[To be done] Tally the lines in the entries below that contain the string "brick". Report only the resulting number.

'''

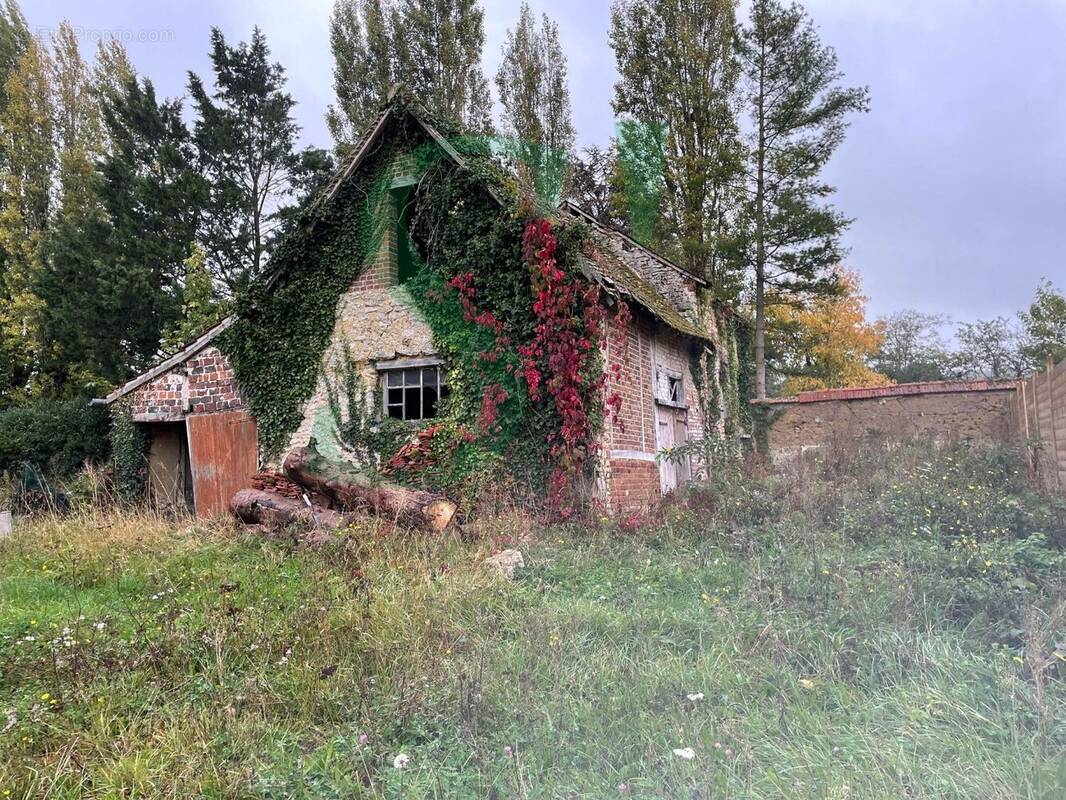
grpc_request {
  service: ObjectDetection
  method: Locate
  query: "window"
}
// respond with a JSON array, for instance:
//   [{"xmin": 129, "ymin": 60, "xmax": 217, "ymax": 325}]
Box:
[
  {"xmin": 392, "ymin": 186, "xmax": 418, "ymax": 284},
  {"xmin": 382, "ymin": 366, "xmax": 448, "ymax": 420},
  {"xmin": 656, "ymin": 368, "xmax": 684, "ymax": 407}
]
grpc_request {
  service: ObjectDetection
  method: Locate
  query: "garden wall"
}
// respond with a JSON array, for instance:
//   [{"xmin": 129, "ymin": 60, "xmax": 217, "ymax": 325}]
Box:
[
  {"xmin": 757, "ymin": 381, "xmax": 1016, "ymax": 459},
  {"xmin": 1011, "ymin": 361, "xmax": 1066, "ymax": 492}
]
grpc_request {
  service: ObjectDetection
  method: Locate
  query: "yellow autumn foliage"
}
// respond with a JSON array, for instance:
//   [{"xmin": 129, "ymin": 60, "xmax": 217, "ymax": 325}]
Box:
[{"xmin": 770, "ymin": 269, "xmax": 892, "ymax": 395}]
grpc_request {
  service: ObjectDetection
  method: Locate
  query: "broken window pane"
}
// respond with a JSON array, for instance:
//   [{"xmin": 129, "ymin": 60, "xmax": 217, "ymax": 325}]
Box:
[{"xmin": 384, "ymin": 367, "xmax": 448, "ymax": 421}]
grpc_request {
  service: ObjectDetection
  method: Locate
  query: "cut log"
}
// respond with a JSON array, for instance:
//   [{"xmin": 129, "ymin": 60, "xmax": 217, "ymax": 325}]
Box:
[
  {"xmin": 285, "ymin": 447, "xmax": 457, "ymax": 531},
  {"xmin": 229, "ymin": 489, "xmax": 345, "ymax": 530}
]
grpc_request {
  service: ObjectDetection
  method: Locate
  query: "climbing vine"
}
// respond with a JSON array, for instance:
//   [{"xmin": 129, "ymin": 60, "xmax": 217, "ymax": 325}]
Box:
[
  {"xmin": 220, "ymin": 97, "xmax": 707, "ymax": 516},
  {"xmin": 111, "ymin": 402, "xmax": 148, "ymax": 503}
]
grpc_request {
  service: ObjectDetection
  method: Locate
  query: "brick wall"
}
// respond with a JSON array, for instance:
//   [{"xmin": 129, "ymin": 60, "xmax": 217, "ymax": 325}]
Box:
[
  {"xmin": 131, "ymin": 347, "xmax": 247, "ymax": 422},
  {"xmin": 1012, "ymin": 361, "xmax": 1066, "ymax": 492},
  {"xmin": 600, "ymin": 308, "xmax": 704, "ymax": 514},
  {"xmin": 769, "ymin": 384, "xmax": 1014, "ymax": 458}
]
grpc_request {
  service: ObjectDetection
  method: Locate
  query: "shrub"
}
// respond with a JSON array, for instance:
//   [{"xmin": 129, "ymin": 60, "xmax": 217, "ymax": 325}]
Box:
[{"xmin": 0, "ymin": 400, "xmax": 109, "ymax": 477}]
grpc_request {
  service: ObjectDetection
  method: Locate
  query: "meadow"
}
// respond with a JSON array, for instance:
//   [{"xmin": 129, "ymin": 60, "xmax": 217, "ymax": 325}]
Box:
[{"xmin": 0, "ymin": 444, "xmax": 1066, "ymax": 800}]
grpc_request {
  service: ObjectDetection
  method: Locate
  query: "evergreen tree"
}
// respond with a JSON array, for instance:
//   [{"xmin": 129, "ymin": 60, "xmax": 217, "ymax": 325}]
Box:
[
  {"xmin": 326, "ymin": 0, "xmax": 402, "ymax": 150},
  {"xmin": 496, "ymin": 2, "xmax": 575, "ymax": 207},
  {"xmin": 739, "ymin": 0, "xmax": 868, "ymax": 398},
  {"xmin": 189, "ymin": 28, "xmax": 301, "ymax": 292},
  {"xmin": 163, "ymin": 244, "xmax": 228, "ymax": 352},
  {"xmin": 610, "ymin": 0, "xmax": 740, "ymax": 290}
]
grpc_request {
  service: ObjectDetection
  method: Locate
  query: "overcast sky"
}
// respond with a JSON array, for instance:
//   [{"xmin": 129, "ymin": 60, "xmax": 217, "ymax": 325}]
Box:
[{"xmin": 22, "ymin": 0, "xmax": 1066, "ymax": 320}]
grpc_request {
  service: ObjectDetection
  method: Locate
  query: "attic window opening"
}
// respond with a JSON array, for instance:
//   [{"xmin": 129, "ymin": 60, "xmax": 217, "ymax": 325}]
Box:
[
  {"xmin": 666, "ymin": 375, "xmax": 682, "ymax": 403},
  {"xmin": 656, "ymin": 369, "xmax": 685, "ymax": 409},
  {"xmin": 391, "ymin": 178, "xmax": 418, "ymax": 284},
  {"xmin": 381, "ymin": 366, "xmax": 448, "ymax": 421}
]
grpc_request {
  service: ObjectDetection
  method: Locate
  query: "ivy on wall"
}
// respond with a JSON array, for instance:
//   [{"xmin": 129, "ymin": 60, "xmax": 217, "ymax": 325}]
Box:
[
  {"xmin": 111, "ymin": 401, "xmax": 148, "ymax": 503},
  {"xmin": 212, "ymin": 98, "xmax": 739, "ymax": 514},
  {"xmin": 219, "ymin": 114, "xmax": 411, "ymax": 460}
]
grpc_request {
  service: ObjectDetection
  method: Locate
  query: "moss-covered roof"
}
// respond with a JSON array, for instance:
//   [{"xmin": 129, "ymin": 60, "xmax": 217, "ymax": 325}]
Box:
[{"xmin": 296, "ymin": 90, "xmax": 713, "ymax": 340}]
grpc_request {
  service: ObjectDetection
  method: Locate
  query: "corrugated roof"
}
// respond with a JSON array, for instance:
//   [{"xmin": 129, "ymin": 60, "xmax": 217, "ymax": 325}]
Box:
[{"xmin": 752, "ymin": 380, "xmax": 1018, "ymax": 405}]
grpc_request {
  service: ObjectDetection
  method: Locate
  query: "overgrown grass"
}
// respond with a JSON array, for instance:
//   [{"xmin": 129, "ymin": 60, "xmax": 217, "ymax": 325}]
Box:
[{"xmin": 0, "ymin": 446, "xmax": 1066, "ymax": 798}]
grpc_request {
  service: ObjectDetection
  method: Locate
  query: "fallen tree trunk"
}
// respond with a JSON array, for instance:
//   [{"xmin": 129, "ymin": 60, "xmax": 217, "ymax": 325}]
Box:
[
  {"xmin": 285, "ymin": 447, "xmax": 457, "ymax": 530},
  {"xmin": 229, "ymin": 489, "xmax": 345, "ymax": 530}
]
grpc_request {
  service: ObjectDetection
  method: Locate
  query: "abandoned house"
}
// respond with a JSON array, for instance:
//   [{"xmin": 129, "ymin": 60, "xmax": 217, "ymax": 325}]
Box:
[{"xmin": 97, "ymin": 97, "xmax": 737, "ymax": 515}]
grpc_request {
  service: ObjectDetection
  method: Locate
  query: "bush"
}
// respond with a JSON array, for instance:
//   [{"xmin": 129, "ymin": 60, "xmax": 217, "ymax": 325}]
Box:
[{"xmin": 0, "ymin": 400, "xmax": 109, "ymax": 478}]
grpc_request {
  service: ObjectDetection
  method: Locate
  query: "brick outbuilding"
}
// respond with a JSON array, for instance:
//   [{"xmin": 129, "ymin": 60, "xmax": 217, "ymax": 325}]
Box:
[{"xmin": 100, "ymin": 97, "xmax": 724, "ymax": 514}]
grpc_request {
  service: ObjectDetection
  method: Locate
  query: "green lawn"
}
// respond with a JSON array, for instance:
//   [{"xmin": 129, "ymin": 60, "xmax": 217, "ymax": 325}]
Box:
[{"xmin": 0, "ymin": 448, "xmax": 1066, "ymax": 799}]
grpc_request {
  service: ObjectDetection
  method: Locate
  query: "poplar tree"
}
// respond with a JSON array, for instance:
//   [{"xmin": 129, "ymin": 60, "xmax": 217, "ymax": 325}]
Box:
[
  {"xmin": 395, "ymin": 0, "xmax": 492, "ymax": 133},
  {"xmin": 610, "ymin": 0, "xmax": 740, "ymax": 298},
  {"xmin": 0, "ymin": 39, "xmax": 56, "ymax": 404},
  {"xmin": 496, "ymin": 2, "xmax": 575, "ymax": 207},
  {"xmin": 326, "ymin": 0, "xmax": 492, "ymax": 146},
  {"xmin": 326, "ymin": 0, "xmax": 402, "ymax": 151},
  {"xmin": 739, "ymin": 0, "xmax": 869, "ymax": 398},
  {"xmin": 38, "ymin": 79, "xmax": 206, "ymax": 383},
  {"xmin": 0, "ymin": 0, "xmax": 33, "ymax": 118}
]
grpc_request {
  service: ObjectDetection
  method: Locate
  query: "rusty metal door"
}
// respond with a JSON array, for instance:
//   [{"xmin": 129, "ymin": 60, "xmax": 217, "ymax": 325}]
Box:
[{"xmin": 187, "ymin": 411, "xmax": 259, "ymax": 516}]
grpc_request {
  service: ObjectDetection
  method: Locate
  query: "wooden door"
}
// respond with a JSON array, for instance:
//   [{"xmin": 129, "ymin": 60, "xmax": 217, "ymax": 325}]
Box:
[
  {"xmin": 656, "ymin": 404, "xmax": 692, "ymax": 494},
  {"xmin": 188, "ymin": 411, "xmax": 259, "ymax": 516},
  {"xmin": 656, "ymin": 405, "xmax": 678, "ymax": 494}
]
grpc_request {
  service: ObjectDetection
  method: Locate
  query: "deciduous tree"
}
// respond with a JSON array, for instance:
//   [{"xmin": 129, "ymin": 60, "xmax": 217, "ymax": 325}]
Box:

'''

[Reply] 2